- What you will do:
1. For each statement below, say whether it agrees with the FinFisher article. Answer yes or no, and quote the words of the article that decide it. (a) Gamma International is registered in the British Virgin Islands. (b) Citizen Lab holds that a server's location shows it is operated by that country's government. (c) The detection scan found servers in eleven new countries, for a total of 36.
2. According to the FinFisher article, why may the true number of FinFisher clients be higher than the Citizen Lab scan revealed? Answer in one to three sentences.
3. Reproduce the passage of the FinFisher article starting at "Citizen Lab, a" and ending at "documents and passwords.".

- Page extract:

More and more regimes across the world are using Western-made ‘lawful intercept’ software to spy on their own citizens, a brand new report has revealed.
Citizen Lab, a digital research unit at the University of Toronto, says that servers running notorious FinFisher software have been found in eleven new countries over the past year, bringing the total number of states where servers have been detected to 36.
FinFisher is an "IT intrusion and remote monitoring solution"< that is "solely offered to law enforcement and intelligence agencies", according to its makers Gamma International. Behind the euphemisms is a toolkit of malware which can infect a user’s computer or phone and then track his movements, record his conversations, and steal his confidential documents and passwords.
It is produced by Gamma International, an Anglo-German company registered in the British Virgin Islands. It first rose to prominence two years ago when documents published on whistleblower website Wikileaks revealed that the Egyprian security services during the regime of Hosni Mubarak paid over $350,000 to use the software.
Citizen Lab says ‘permissive’ standards are used by Gamma International and other publicity-shy companies in the largely unregulated spyware market. They also argue that the term ‘lawful intercept’ – which allows the companies to sell hacking software without being arrested – is just a fig leaf.
“There is nothing inherently lawful about the capabilities of these tools. They are simply trojans sold to states, not individuals,” declares the report.
The newest detection scan by Citizen Lab, which was aided by sympathetic anti-malware producers (whose software Finfisher successfully evades) showed that fresh servers have appeared in Hungary, Turkey, Romania, Panama, Lithuania, Macedonia, South Africa, Pakistan, Nigeria, Bulgaria and Austria.
Citizen Lab says the location of the servers does not necessarily mean they are being operated by governments in those countries, but they also point out that the true number of clients may be much higher than the scan has revealed, as Gamma International constantly tries to conceal the signature of its servers.

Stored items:
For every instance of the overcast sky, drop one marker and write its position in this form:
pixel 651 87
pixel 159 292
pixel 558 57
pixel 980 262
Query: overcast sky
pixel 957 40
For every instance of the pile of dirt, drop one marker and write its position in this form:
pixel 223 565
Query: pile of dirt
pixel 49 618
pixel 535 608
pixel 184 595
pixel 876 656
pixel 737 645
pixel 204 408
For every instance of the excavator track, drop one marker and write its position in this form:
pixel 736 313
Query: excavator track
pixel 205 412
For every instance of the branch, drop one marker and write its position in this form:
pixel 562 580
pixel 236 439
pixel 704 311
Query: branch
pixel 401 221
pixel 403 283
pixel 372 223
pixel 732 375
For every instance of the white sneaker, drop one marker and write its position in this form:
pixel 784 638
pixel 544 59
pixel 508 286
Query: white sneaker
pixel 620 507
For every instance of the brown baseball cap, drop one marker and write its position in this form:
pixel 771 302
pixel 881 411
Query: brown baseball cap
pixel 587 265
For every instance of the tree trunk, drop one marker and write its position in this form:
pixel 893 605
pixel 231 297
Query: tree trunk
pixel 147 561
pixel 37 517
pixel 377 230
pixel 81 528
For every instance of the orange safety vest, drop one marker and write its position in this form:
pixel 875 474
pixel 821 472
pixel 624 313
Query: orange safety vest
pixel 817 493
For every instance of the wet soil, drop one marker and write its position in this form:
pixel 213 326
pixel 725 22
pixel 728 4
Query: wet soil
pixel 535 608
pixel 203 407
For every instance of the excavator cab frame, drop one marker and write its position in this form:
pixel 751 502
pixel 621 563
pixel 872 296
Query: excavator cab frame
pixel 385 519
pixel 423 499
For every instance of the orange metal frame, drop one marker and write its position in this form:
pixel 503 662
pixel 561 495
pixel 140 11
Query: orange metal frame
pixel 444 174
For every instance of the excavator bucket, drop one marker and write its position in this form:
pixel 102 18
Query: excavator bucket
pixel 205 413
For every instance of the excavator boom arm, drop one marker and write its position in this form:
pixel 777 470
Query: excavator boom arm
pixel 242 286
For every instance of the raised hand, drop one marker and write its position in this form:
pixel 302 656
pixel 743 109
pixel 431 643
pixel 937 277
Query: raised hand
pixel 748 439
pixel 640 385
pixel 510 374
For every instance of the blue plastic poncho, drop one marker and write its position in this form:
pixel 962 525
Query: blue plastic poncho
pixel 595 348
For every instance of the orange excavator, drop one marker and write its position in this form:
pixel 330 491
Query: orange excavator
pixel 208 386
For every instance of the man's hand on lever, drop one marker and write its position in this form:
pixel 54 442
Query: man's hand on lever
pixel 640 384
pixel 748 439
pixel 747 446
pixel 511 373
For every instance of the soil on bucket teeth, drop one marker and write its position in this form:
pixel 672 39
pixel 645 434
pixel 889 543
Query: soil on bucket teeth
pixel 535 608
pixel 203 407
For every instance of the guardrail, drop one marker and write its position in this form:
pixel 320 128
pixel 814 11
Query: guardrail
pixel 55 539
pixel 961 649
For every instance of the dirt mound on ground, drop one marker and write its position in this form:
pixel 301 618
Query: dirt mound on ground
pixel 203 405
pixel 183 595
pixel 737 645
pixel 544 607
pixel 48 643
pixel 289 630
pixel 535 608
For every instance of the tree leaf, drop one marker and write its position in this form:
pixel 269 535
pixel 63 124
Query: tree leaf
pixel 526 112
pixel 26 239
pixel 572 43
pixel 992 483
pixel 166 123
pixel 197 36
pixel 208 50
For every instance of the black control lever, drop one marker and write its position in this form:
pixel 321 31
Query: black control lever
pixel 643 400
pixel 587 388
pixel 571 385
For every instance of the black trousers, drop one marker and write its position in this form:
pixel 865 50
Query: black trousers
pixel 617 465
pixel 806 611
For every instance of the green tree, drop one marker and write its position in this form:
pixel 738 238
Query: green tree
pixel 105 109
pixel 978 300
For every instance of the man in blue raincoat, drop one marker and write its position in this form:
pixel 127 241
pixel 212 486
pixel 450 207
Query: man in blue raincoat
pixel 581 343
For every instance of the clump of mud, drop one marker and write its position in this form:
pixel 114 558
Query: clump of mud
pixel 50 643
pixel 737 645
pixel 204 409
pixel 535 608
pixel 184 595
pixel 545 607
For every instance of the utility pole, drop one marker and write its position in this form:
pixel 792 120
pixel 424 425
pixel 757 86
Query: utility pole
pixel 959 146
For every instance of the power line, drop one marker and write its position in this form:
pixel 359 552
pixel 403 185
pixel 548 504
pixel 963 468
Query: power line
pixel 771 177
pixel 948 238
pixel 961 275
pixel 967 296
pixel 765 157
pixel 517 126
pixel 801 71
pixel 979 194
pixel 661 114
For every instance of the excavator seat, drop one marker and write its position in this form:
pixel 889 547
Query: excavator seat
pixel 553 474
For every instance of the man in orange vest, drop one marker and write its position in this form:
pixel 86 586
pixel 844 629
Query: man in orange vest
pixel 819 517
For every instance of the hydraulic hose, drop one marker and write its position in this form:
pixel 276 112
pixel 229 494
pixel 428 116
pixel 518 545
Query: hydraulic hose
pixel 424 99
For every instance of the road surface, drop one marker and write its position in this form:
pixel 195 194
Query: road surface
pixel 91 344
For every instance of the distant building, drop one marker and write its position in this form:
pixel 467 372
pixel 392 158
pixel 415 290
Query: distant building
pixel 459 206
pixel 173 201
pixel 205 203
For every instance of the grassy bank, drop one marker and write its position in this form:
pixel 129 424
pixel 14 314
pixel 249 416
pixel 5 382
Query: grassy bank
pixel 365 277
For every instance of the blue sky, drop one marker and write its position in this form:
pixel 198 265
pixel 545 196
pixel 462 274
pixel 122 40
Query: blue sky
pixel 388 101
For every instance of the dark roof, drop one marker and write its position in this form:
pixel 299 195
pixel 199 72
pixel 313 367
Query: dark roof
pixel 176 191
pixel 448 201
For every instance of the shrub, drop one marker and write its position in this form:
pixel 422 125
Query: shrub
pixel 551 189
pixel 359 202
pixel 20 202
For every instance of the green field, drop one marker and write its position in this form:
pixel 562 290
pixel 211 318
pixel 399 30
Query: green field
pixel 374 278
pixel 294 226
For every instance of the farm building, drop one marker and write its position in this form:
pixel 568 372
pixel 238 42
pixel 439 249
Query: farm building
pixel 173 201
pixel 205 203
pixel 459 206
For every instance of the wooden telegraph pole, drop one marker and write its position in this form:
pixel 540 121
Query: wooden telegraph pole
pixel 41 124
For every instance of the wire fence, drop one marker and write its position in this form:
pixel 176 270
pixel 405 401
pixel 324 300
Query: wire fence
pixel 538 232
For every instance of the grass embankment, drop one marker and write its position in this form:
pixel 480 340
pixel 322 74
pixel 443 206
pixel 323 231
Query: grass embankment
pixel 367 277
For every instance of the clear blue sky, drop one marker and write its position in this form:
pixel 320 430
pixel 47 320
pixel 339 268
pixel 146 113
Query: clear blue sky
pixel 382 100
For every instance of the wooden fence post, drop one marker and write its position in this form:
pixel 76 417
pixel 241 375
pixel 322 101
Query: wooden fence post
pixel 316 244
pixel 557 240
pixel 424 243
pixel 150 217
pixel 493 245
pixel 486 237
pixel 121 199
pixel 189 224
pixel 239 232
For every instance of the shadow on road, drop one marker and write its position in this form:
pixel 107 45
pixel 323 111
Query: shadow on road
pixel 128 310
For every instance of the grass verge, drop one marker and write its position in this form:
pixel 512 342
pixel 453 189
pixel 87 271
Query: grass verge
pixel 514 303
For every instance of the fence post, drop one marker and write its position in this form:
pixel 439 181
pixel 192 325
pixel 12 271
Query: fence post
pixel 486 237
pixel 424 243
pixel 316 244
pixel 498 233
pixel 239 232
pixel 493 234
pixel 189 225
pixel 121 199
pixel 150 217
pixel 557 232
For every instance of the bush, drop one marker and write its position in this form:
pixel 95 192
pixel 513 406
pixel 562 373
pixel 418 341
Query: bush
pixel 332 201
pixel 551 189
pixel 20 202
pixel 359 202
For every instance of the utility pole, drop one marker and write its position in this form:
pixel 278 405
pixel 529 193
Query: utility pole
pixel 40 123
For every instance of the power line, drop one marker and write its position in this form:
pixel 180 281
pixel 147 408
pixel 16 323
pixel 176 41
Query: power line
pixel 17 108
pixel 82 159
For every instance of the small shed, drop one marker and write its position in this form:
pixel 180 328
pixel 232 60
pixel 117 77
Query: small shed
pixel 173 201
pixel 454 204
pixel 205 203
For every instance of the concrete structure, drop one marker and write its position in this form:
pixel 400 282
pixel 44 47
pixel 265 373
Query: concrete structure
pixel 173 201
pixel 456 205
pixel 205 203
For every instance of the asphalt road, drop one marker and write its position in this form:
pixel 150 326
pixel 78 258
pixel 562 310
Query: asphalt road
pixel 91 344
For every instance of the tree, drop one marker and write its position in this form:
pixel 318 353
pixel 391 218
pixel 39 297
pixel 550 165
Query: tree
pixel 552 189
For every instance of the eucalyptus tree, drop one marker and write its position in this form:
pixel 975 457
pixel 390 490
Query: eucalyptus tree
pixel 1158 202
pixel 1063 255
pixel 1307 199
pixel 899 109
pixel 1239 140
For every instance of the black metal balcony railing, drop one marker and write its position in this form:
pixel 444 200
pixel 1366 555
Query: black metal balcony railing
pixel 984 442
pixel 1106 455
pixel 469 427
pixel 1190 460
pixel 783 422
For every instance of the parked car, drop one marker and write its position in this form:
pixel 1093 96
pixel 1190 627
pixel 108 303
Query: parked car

- Outputs for the tasks:
1.
(a) Yes: "an Anglo-German company registered in the British Virgin Islands"
(b) No: "the location of the servers does not necessarily mean they are being operated by governments in those countries"
(c) Yes: "have been found in eleven new countries over the past year, bringing the total number of states where servers have been detected to 36"

2. The true number may be higher because Gamma International constantly tries to conceal the signature of its servers. Some servers may therefore escape detection by the scan.

3.
Citizen Lab, a digital research unit at the University of Toronto, says that servers running notorious FinFisher software have been found in eleven new countries over the past year, bringing the total number of states where servers have been detected to 36.
FinFisher is an "IT intrusion and remote monitoring solution"< that is "solely offered to law enforcement and intelligence agencies", according to its makers Gamma International. Behind the euphemisms is a toolkit of malware which can infect a user’s computer or phone and then track his movements, record his conversations, and steal his confidential documents and passwords.